───── Lesetext ─────

# Server gegen Passwort-Attack schützen

## benjamin200

Hallo Leute,

habe eine Frage bezüglich der Authentifizierung via SSH, sowie Mail-Loings (User in MySQL). Ich möchte Verhindern, das eine Passwort-Attack auf meinen Server gestartet wird. Wer kennt das nicht? Man sitzt vor Rechner und schaut sich die Attacken der letzen Nacht an. Meist werden SSH Anfragen per user=root gestellt (ist bei mir disabled).

Gerne hätte ich die folgende Funktion implementiert:

SSH:

- 3x fehlgeschlagener Login von IP = x.x.x.x

- IP= x.x.x.x wird für 10 Minuten per iptables gesperrt

IMAP/POP/Webmail (user in SQL-DB + Cyrus-imapd):

- 3x fehlgeschlagener Login von IP = x.x.x.x

- IP= x.x.x.x wird für 10 Minuten per iptables gesperrt

Gibt es hier ein Tool oder vorhandene Scripts? Wird diese Möglichkeit schon von den Diensten wie IMAP oder SSH mitgebracht? Bin über jeden Hinweis, Links, HowTo's etc. dankbar.

P.S.

es muss nicht iptables sein, aber die deaktivierung soll auf IP basieren 

und nicht alle User betreffen, ist doch klar  :Smile: 

Gruß,

Benjamin

----------

## stream

http://linux.newald.de/new_design/login_check.html das lässt sich sicher auch auf pop,imap,... anpassen

----------

## benjamin200

 *Quote:*   

> 
> 
> http://linux.newald.de/new_design/login_check.html das lässt sich sicher auch auf pop,imap,... anpassen
> 
> 

 

komme nicht auf die Seite drauf. Wie heißt den das Tool? Hast du es im Einsatz? 

Gibt es sonst noch alternativen?

Gruß,

Benjamin

----------

## Ragin

Alternativ könnte man bestimmte Ports per IPTables ausfiltern und sperren, wenn diese innerhalb einer bestimmten Zeit so und so oft versucht haben diesen Port anzusprechen.

Da ich das gleiche Problem recht ausgeweitet auf meinem Server habe bin ich auch gerade dabei eine solche Lösung zu finden.

Wenn ich ein entsprechendes Script für IPTables fertig habe poste ich es hier mal.

Vielleicht hat dann der eine oder andere noch eine gute Idee.

----------

## benjamin200

Ragin schrieb:

 *Quote:*   

> 
> 
> Alternativ könnte man bestimmte Ports per IPTables ausfiltern und sperren, wenn diese innerhalb einer bestimmten Zeit so und so oft versucht haben diesen Port anzusprechen. 
> 
> Da ich das gleiche Problem recht ausgeweitet auf meinem Server habe bin ich auch gerade dabei eine solche Lösung zu finden.
> ...

───── Einträge ─────

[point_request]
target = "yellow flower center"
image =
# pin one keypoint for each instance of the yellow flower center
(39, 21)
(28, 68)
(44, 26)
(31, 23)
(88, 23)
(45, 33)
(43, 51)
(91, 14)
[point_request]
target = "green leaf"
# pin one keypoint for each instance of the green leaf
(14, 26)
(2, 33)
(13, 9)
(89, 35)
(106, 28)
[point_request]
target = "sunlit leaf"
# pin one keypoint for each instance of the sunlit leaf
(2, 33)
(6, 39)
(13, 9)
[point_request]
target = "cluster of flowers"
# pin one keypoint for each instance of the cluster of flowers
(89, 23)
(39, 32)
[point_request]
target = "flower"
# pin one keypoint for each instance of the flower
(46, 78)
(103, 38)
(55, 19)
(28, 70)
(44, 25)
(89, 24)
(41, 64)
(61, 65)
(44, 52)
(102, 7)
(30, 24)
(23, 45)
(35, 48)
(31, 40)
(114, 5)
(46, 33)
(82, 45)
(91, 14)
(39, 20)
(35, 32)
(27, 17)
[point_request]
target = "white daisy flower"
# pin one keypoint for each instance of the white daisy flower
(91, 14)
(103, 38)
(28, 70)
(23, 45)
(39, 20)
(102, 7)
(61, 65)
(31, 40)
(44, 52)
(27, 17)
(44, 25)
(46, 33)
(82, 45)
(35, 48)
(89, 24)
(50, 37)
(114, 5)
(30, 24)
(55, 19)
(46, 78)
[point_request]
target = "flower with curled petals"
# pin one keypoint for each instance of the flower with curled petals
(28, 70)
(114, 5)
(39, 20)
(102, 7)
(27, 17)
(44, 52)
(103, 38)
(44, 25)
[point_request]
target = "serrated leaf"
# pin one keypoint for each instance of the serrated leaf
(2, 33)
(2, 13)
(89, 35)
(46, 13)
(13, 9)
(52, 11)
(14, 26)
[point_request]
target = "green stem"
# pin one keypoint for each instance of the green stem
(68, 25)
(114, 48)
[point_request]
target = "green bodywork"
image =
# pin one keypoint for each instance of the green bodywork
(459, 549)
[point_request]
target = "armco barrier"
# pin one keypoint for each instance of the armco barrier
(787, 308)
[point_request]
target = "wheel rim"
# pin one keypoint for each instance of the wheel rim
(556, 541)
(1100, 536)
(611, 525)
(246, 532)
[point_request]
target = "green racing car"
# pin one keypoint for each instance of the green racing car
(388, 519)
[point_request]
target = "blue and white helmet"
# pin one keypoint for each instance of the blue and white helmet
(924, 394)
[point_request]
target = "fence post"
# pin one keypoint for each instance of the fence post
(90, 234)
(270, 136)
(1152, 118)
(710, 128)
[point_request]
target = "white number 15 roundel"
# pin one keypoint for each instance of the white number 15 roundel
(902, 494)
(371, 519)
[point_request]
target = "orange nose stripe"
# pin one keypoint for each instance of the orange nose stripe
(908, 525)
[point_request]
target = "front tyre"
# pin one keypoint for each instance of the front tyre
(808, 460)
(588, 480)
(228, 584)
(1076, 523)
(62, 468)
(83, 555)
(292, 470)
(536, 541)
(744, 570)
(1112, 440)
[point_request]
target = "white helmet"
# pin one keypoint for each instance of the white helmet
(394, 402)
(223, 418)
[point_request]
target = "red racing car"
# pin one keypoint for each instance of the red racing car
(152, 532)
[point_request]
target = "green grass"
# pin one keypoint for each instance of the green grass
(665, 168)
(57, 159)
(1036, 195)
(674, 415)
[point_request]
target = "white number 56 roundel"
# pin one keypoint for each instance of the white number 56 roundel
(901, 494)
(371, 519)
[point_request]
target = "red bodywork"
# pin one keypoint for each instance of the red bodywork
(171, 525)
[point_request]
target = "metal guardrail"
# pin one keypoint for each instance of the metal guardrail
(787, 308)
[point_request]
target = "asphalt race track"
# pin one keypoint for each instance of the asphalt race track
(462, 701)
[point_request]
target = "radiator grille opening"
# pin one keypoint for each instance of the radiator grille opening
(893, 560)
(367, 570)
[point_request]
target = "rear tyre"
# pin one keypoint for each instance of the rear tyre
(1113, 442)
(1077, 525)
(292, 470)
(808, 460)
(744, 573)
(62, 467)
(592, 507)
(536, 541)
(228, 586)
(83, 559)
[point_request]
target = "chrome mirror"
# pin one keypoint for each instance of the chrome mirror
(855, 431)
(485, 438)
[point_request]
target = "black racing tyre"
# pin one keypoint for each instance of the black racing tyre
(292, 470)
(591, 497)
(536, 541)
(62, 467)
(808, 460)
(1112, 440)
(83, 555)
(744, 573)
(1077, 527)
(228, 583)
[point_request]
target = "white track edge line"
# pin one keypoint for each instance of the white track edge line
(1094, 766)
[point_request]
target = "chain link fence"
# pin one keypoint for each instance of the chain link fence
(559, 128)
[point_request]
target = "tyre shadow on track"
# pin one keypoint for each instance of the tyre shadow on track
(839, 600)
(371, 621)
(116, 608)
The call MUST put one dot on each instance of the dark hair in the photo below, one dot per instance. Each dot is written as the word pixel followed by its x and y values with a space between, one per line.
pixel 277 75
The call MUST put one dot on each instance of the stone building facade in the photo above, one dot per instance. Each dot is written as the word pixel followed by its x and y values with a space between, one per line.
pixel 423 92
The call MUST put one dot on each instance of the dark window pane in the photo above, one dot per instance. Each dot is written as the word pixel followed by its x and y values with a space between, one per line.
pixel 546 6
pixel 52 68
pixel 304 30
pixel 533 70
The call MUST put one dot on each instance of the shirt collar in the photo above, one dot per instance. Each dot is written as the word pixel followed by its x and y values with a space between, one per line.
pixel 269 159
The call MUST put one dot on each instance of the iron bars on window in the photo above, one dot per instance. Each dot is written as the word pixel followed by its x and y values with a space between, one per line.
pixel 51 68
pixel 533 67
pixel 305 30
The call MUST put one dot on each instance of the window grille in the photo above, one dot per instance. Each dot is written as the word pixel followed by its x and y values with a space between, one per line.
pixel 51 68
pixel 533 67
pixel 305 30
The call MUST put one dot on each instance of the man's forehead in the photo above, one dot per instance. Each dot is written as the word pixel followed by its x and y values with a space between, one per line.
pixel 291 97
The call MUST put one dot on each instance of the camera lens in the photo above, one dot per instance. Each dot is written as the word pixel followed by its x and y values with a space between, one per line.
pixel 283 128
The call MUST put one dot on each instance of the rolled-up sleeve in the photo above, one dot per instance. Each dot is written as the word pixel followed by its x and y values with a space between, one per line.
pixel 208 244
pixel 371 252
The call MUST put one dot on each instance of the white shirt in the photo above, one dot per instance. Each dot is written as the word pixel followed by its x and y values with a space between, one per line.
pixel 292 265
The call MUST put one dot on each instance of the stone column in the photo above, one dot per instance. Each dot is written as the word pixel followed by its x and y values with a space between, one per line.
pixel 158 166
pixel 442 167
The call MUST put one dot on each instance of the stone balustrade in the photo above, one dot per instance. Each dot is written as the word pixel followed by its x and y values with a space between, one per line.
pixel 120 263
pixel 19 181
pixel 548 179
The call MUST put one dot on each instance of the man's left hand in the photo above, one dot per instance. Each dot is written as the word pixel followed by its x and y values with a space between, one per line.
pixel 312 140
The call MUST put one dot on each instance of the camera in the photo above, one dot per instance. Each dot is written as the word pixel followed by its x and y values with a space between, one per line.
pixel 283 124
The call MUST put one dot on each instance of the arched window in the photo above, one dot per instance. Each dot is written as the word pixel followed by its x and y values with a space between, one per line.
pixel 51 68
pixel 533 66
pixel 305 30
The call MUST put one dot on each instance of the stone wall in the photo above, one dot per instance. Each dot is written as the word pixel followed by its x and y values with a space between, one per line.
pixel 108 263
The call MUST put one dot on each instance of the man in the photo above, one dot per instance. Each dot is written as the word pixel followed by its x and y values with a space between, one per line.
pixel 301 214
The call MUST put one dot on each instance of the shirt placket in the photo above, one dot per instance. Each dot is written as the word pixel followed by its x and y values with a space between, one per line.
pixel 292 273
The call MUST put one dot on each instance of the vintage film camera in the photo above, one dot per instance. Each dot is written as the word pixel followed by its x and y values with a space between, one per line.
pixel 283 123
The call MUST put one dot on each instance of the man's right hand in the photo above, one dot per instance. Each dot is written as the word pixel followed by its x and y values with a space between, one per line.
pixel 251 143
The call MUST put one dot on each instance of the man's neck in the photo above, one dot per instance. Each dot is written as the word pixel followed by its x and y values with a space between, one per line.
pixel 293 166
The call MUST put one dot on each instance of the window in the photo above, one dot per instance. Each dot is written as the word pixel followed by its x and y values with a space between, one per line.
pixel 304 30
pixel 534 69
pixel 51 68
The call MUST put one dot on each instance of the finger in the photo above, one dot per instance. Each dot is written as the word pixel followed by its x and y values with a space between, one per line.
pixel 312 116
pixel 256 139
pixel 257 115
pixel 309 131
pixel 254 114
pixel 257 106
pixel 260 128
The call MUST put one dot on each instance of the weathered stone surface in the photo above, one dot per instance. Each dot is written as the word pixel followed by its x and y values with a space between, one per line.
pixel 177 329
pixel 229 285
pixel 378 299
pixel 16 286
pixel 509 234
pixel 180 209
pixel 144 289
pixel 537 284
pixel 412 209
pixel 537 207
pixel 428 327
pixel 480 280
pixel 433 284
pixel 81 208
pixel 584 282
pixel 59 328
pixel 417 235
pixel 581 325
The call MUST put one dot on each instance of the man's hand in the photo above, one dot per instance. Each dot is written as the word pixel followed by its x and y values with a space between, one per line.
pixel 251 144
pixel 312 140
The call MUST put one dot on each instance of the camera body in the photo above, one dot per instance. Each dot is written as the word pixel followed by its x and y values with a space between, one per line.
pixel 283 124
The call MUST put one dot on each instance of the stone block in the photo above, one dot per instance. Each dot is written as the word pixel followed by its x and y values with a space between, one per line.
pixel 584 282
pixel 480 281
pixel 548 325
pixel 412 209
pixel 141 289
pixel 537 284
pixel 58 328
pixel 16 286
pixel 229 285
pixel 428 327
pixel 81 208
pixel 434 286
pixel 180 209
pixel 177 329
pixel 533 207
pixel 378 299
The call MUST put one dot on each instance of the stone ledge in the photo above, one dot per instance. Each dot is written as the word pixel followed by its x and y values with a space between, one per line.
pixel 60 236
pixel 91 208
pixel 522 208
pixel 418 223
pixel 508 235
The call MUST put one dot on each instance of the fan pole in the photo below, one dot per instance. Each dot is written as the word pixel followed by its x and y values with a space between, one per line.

─────

• [Aufgabenstellung]:
1. Übersetze diesen Satz aus dem Forumsthread über Passwort-Attacken ins Englische: „Wenn ich ein entsprechendes Script für IPTables fertig habe poste ich es hier mal.“
2. Wie lange soll laut dem Forumsthread über Passwort-Attacken eine IP nach drei fehlgeschlagenen Logins per iptables gesperrt werden?
3. Knüpfe an das Ende des Forumsthreads über Passwort-Attacken an und schreibe ihn weiter.

• [Lösungen]:
1. Once I have a suitable script for IPTables ready, I'll post it here.

2. Für 10 Minuten.

3.
Genau vor dem Problem müssen doch (sehr) viele Linux-Server-Administratoren stehen. Wie kann ich sicherstellen, das kein Böser-User meinen Server mit Brutforce-Attacken bombadiert und somit das Passwort eines Users ermitteln kann. Noch gefährlicher Root-Access erlangen kann.

Ragin schrieb:

 *Quote:*   

> 
> 
> Wenn ich ein entsprechendes Script für IPTables fertig habe poste ich es hier mal. 
> 
> 

 

das wäre Klasse  :Smile: 

Ragin schrieb:

 *Quote:*   

> 
> 
> Vielleicht hat dann der eine oder andere noch eine gute Idee.
> 
> 

 

Ich hoffe es. Kann mir nähmlich kaum vorstellen das es hier keine Lösung für Linux gibt. Um es anders zusagen, es muss sie geben. Jede Webseite mit Passwortauthentifizierung, egal ob GMX, WEB.DE haben eine solche Funtkion implementiert. Zwar ist diese (meines Wissen) auf den Account bezogen (sperre des Accounts für ca 10min) aber das ist schon mal ein Ansatz.

Würde mich über Vorschläge oder noch besser die Lösung freuen  :Smile: 

Gruß,

Benjamin

----------

## dertobi123

Warum so aufwendig?

Es reicht doch den SSH Daemon schoen und sicher zu konfigurieren ...

 - Root-Logins verbieten

 - Nutzung von Keys zur Anmeldung

 - Deaktivierung der Passwort-Authentifikation

 - Anmeldung nur für Mitglieder einer bestimmten Gruppe

 - Anmeldung nur für bestimmte Benutzer

Fürs erste sollte das mehr als reichen.

Bei anderen Diensten:

Von automatisch angelegten IP Filtern halte ich nichts, halbwegs brauchbare Kennwörter sollten mehr als hinreichend sein.

----------

## stream

 *benjamin200 wrote:*   

>  *Quote:*   
> 
> http://linux.newald.de/new_design/login_check.html das lässt sich sicher auch auf pop,imap,... anpassen
> 
>  
> ...

 

also bei mir funktioniert die seite

 *Quote:*   

> 
> 
>  Auto SSH Login Blocker 
> 
> Kurzbeschreibung:
> ...

 

----------

## benjamin200

Danke für eure Antworten!

dertobi123 schrieb:

 *Quote:*   

> 
> 
> Warum so aufwendig?
> 
> Es reicht doch den SSH Daemon schoen und sicher zu konfigurieren ...
> ...

 

Du hast ja Recht, aber für andere Dienste möchte ich einfach eine Nummer sicherer gehen. Gute Passwörter sind schön und gut, denoch hätte ich gern ein Filter der die Client-IP für eine gewisse Zeit blockt. SSH_Login via Key ist eine sauber Lösung, aber hier durch sämtlichen IMAP-Traffic tunneln, ne, das kanns nicht sein  :Smile: 

stream schrieb:

 *Quote:*   

> 
> 
> also bei mir funktioniert die seite 
> 
> 

 

Super, komme jetzt auch drauf. Hast du das Teil am laufen? Per Cron o. Daemon?

Gruß,

Benjamin

----------

## stream

 *Quote:*   

> 
> 
> Super, komme jetzt auch drauf. Hast du das Teil am laufen? Per Cron o. Daemon?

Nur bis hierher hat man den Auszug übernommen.